▶ **Problem statement**:
Which lines in the items below contain the word "bedspread"? Pull out each of them in full.

▶ **Records supplied**:
((
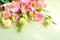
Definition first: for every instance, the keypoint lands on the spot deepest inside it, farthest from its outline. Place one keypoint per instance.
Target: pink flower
(38, 16)
(16, 16)
(7, 14)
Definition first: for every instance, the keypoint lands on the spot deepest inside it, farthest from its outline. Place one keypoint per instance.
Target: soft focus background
(35, 31)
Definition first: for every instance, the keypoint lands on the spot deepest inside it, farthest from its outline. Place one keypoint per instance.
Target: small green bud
(13, 19)
(30, 14)
(24, 16)
(3, 20)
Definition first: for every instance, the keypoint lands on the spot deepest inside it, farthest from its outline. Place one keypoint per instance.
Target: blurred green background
(35, 31)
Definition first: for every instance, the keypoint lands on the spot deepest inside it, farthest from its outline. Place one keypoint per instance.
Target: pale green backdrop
(35, 31)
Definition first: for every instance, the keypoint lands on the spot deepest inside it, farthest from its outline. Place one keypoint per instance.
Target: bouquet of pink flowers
(22, 11)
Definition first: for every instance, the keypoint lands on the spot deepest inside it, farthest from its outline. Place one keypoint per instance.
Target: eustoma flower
(38, 16)
(21, 11)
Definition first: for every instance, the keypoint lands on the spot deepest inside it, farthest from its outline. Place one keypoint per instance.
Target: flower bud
(22, 21)
(7, 23)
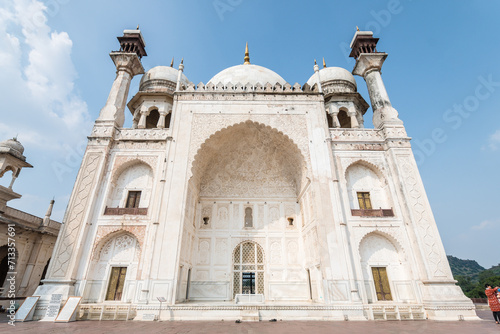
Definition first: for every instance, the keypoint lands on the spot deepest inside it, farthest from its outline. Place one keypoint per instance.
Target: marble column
(127, 65)
(368, 66)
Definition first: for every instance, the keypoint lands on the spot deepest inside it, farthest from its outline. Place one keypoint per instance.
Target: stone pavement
(310, 327)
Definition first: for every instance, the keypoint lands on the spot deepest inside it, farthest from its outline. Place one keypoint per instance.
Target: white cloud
(38, 80)
(487, 224)
(494, 140)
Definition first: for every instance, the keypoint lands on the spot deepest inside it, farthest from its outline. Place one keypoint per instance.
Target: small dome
(339, 79)
(248, 73)
(12, 147)
(161, 78)
(13, 144)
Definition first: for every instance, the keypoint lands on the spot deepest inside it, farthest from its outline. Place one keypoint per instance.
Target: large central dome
(247, 73)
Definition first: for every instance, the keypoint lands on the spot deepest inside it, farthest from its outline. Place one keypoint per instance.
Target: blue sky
(442, 75)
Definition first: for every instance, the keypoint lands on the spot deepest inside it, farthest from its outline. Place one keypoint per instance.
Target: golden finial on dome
(247, 56)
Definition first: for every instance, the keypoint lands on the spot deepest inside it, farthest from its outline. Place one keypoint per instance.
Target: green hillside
(471, 276)
(467, 268)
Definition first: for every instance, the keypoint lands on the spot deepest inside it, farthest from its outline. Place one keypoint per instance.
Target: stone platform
(486, 326)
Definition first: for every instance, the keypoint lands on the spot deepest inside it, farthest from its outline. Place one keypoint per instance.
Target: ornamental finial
(247, 56)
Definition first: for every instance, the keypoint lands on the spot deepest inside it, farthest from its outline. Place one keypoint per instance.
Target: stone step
(249, 315)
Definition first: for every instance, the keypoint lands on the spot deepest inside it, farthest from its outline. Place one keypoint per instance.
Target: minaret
(369, 65)
(46, 219)
(247, 56)
(179, 75)
(128, 64)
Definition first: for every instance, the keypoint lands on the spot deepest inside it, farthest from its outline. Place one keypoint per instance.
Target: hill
(468, 268)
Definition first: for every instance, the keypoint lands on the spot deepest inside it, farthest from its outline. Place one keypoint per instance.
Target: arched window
(368, 192)
(167, 120)
(152, 119)
(248, 268)
(384, 270)
(329, 119)
(344, 119)
(131, 188)
(115, 265)
(248, 217)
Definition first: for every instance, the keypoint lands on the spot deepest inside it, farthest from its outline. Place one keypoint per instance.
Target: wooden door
(381, 281)
(116, 283)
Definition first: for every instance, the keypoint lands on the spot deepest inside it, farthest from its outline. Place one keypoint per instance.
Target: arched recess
(363, 177)
(344, 119)
(113, 271)
(152, 119)
(249, 160)
(248, 269)
(385, 269)
(131, 186)
(4, 267)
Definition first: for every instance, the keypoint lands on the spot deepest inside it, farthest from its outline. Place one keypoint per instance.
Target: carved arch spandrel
(293, 127)
(249, 159)
(106, 233)
(122, 162)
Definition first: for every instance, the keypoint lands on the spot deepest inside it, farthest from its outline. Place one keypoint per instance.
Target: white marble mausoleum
(250, 198)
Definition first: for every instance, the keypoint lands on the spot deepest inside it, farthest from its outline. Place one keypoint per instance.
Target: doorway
(116, 283)
(248, 269)
(381, 281)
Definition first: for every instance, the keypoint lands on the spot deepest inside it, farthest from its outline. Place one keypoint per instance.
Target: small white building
(26, 241)
(249, 197)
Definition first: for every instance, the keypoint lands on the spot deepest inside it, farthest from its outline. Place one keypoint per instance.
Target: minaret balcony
(372, 212)
(125, 211)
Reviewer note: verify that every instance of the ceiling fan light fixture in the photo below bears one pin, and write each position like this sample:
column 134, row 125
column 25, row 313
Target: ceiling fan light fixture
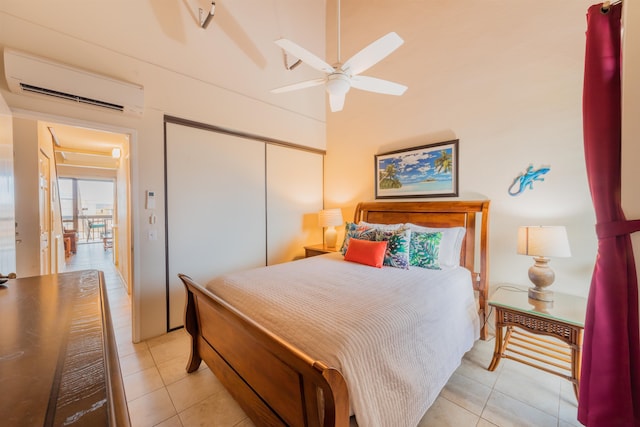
column 338, row 84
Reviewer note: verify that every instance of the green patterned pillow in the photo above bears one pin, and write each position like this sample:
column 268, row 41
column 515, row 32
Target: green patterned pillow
column 424, row 250
column 398, row 241
column 362, row 232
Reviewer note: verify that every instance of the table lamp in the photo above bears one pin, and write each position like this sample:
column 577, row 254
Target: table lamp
column 330, row 218
column 542, row 242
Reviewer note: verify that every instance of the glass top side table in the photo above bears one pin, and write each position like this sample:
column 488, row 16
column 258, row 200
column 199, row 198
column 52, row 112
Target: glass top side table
column 546, row 336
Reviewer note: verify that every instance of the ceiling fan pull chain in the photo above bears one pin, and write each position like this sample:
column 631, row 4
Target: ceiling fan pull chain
column 339, row 60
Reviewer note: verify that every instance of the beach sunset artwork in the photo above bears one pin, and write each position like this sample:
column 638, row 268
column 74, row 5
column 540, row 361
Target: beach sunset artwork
column 427, row 171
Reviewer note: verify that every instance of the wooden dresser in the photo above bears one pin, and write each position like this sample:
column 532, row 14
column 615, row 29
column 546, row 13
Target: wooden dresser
column 58, row 358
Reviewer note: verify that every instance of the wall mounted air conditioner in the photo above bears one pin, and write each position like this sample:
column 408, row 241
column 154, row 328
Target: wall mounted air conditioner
column 28, row 74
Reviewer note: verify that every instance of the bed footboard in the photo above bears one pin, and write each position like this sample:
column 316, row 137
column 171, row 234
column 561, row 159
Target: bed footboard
column 274, row 382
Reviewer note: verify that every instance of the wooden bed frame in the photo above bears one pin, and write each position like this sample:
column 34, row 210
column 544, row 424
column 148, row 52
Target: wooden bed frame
column 274, row 382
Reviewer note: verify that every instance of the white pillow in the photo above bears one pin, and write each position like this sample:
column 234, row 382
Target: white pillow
column 450, row 245
column 384, row 227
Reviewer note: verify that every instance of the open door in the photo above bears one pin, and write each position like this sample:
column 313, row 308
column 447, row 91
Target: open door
column 44, row 205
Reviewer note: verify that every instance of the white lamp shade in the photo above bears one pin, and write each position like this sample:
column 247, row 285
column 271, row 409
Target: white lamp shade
column 330, row 217
column 543, row 241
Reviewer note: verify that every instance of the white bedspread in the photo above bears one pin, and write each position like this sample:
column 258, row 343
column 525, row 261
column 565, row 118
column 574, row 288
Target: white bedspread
column 396, row 335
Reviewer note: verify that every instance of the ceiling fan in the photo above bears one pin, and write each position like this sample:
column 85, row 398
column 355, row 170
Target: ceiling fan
column 344, row 76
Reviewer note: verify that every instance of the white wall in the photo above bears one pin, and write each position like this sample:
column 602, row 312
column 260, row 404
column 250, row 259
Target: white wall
column 7, row 193
column 503, row 77
column 220, row 76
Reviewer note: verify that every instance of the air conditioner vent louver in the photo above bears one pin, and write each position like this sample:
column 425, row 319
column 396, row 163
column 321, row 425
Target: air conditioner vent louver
column 36, row 76
column 70, row 97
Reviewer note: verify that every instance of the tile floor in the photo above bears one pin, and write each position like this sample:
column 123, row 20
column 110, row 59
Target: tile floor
column 160, row 393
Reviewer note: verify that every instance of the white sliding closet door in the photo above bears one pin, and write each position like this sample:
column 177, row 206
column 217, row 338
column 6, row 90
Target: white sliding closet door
column 294, row 198
column 216, row 219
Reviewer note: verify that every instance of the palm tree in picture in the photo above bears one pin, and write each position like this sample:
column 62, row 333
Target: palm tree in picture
column 444, row 163
column 388, row 178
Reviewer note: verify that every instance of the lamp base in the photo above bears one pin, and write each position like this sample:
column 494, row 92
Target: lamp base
column 331, row 237
column 540, row 294
column 542, row 277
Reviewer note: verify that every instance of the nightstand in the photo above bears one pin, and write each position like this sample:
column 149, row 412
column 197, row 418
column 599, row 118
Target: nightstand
column 314, row 250
column 523, row 326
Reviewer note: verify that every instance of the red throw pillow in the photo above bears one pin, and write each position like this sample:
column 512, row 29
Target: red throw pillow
column 366, row 252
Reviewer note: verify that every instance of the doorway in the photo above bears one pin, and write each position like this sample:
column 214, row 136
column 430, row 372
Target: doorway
column 93, row 170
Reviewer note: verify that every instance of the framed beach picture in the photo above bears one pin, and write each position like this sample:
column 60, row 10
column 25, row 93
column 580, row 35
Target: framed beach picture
column 426, row 171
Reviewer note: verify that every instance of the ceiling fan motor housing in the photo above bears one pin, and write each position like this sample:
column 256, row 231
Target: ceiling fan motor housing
column 338, row 84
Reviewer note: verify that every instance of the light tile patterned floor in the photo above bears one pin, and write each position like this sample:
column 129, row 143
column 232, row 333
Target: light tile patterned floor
column 160, row 393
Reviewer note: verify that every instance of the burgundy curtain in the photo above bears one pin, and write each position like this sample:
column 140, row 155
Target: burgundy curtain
column 610, row 381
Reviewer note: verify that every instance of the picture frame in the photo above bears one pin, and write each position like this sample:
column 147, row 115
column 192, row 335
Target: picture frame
column 426, row 171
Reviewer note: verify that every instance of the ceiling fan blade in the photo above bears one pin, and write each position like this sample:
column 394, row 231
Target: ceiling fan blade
column 372, row 54
column 299, row 85
column 373, row 84
column 336, row 102
column 306, row 56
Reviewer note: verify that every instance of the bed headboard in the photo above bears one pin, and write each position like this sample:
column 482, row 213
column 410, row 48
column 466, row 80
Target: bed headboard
column 462, row 213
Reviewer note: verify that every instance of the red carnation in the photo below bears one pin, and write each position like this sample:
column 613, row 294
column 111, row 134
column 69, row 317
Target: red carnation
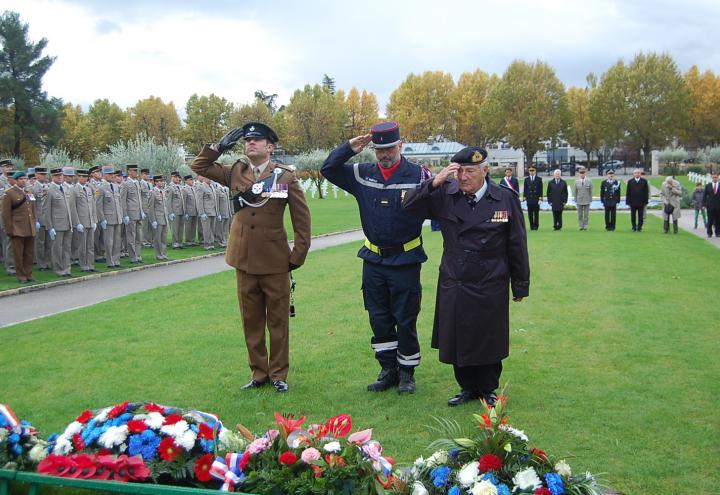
))
▶ **Answer to this exercise**:
Reviewer note: verify that every instance of the white bedspread in the photo above bears one pin, and write each position like this sample:
Target: white bedspread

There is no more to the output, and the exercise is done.